**What the task requires:**
Exactly as written, transcribe the data that follows.

**Working data:**
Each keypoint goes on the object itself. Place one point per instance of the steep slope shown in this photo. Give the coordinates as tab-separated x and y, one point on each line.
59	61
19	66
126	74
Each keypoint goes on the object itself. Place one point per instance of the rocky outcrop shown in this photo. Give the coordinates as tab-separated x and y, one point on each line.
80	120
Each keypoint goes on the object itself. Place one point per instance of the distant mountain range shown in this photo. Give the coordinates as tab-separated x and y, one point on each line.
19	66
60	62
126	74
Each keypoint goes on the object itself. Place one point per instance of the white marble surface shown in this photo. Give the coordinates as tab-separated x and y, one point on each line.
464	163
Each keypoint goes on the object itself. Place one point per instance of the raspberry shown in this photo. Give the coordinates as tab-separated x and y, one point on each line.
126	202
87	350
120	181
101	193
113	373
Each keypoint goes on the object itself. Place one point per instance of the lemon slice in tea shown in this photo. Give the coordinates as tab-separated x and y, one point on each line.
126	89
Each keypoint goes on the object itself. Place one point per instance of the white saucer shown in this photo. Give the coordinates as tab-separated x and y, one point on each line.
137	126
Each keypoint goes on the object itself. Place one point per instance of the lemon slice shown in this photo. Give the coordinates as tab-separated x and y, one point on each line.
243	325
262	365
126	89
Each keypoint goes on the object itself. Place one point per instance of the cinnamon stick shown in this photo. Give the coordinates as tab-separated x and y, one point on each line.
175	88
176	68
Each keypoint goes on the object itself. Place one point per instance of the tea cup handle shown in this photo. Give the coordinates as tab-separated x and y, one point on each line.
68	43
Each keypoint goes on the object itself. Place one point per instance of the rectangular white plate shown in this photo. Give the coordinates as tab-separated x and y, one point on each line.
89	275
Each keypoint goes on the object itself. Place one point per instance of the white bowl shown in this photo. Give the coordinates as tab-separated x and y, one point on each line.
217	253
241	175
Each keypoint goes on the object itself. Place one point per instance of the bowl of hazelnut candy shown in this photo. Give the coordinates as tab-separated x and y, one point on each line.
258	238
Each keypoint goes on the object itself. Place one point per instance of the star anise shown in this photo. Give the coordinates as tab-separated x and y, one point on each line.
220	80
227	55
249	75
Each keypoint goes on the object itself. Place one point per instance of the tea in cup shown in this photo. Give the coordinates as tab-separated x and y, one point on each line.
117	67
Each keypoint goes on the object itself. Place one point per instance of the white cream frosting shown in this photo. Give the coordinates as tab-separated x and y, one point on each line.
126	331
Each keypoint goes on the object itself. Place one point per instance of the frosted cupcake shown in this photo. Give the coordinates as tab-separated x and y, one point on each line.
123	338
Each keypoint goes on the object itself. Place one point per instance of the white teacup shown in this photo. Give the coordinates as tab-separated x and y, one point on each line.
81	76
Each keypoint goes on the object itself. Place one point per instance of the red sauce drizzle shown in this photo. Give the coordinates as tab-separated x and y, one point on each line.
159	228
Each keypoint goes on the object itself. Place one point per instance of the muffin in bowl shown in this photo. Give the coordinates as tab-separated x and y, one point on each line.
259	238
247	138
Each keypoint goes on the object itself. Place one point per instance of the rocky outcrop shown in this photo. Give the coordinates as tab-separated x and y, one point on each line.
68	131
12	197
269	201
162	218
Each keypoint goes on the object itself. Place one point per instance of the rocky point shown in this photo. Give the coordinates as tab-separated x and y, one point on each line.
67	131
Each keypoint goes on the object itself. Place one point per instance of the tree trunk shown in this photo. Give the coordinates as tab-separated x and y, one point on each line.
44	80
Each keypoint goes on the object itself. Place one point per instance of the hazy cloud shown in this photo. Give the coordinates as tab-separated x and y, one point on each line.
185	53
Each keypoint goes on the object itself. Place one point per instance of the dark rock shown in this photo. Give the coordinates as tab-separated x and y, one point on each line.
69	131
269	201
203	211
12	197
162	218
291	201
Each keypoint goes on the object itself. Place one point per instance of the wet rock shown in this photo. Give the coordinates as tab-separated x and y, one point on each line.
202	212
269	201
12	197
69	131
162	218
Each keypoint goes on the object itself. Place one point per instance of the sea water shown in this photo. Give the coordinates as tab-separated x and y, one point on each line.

**Exercise response:**
Each keypoint goes on the object itself. Place one point per instance of the steep slope shown in this photo. Give the coordinates as tab-separated x and y, one point on each line.
59	61
19	66
126	74
Each keypoint goes on the object itself. Place one point per instance of the rocky outcrop shown in this photo. Give the coordinates as tab-separated x and y, one point on each line.
80	120
Each keypoint goes on the object itself. Place one point per instance of the distant mountain range shown in this photo. Give the coordinates as tab-separated x and y, one point on each line.
19	66
60	62
126	74
Each keypoint goes on the object itself. Place one point per instance of the white marble surface shown in this photo. Give the coordinates as tab-separated x and y, one point on each line.
464	163
Each keypoint goes on the object itself. Place one point per instance of the raspberry shown in this photo. Give the coordinates as tab-separated x and y, one point on each line.
126	202
87	350
120	181
101	193
113	373
Each keypoint goes on the object itself. Place one point per instance of the lemon slice in tea shown in this photo. Give the coordinates as tab-separated x and y, one point on each line.
126	89
Each keypoint goes on the object itself. Place one point per instance of the white saucer shown in this photo. Give the coordinates as tab-separated x and y, one point on each line.
137	126
Each keypoint goes on the object itself. Place one point per instance of the lemon slice shown in this photo. Give the coordinates as tab-separated x and y, one point on each line.
243	325
262	365
126	89
Each keypoint goes on the object itself. Place one point per instance of the cinnamon stick shown in this photo. Give the coordinates as tab-separated x and y, one point on each line.
175	88
176	68
Each keypoint goes on the object itself. Place one point per instance of the tea cup handle shown in this photo. Give the coordinates as tab-separated x and y, one point on each line.
68	43
Each keypoint goes on the object itself. Place one point per instance of the rectangular white plate shown in this photo. Give the coordinates as tab-separated x and y, one point on each line.
89	275
Each keypoint goes on the object itself. Place one point per instance of the white bowl shown in this photo. Give the coordinates as tab-separated x and y, one point on each line.
217	253
241	175
Each keypoint goes on the object itself. Place one point per instance of the bowl of hazelnut candy shown in this photo. Give the coordinates as tab-separated x and y, one point on each line.
258	238
Each keypoint goes on the object itself. Place one point per instance of the star anise shown in this photo. Give the coordinates as tab-separated x and y, one point on each line.
220	80
227	55
249	75
Each keypoint goes on the object itself. Place one point per instance of the tea in cup shown in this photo. Give the coordinates as tab-separated x and y, one point on each line.
117	67
Each keypoint goes on the object itself. Place one point per instance of the white cream frosting shown in this photo. Give the coordinates as tab-separated x and y, one point on each line.
126	331
Each keypoint goes on the object itself. Place one point per instance of the frosted cupcake shown in this photo. Give the coordinates as tab-separated x and y, one point on each line.
123	338
Each keypoint goes on the object itself. Place one point per instance of the white teacup shown in this photo. Give the coordinates as tab-separated x and y, one point on each line.
81	76
Each keypoint goes on the object itself. Place one point per instance of the red sauce drizzle shown in this photo. Give the coordinates as tab-separated x and y, one point on each line.
159	228
Each keypoint goes on the object itself. Place one point per instance of the muffin in bowl shown in this photo. Give the coordinates as tab-separated x and y, one point on each line.
259	238
247	138
Each keypoint goes on the object itself. Place one point per instance of the rocky outcrop shown in this photo. Give the coordinates as tab-separated x and y, one point on each line.
68	131
12	197
269	201
162	218
Each keypoint goes on the object itself. Place one point per instance of the rocky point shown in this photo. Give the coordinates as tab-separated x and y, one point on each line.
67	131
Each keypoint goes on the object itself. Place one point per instance of the tree trunk shown in this photo. Give the coordinates as tab-separated x and y, one point on each line.
44	80
Each keypoint goes on the object itself. Place one point per instance of the hazy cloud shown in this photo. Give the coordinates as tab-separated x and y, one point on each line.
185	53
Each keypoint goes on the object itself. Place one point per instance of the dark rock shown in this photo. Give the coordinates as tab-separated x and y, one point on each line.
69	131
269	201
203	211
12	197
162	218
291	201
Each keypoint goes on the object itself. Place one point per instance of the wet rock shown in this photo. Give the coordinates as tab-separated x and y, one point on each line.
202	212
269	201
12	197
69	131
162	218
Each keypoint goes on the object itself. Place one point per instance of the sea water shown in this photo. Give the coordinates as tab-separated x and y, one point on each line.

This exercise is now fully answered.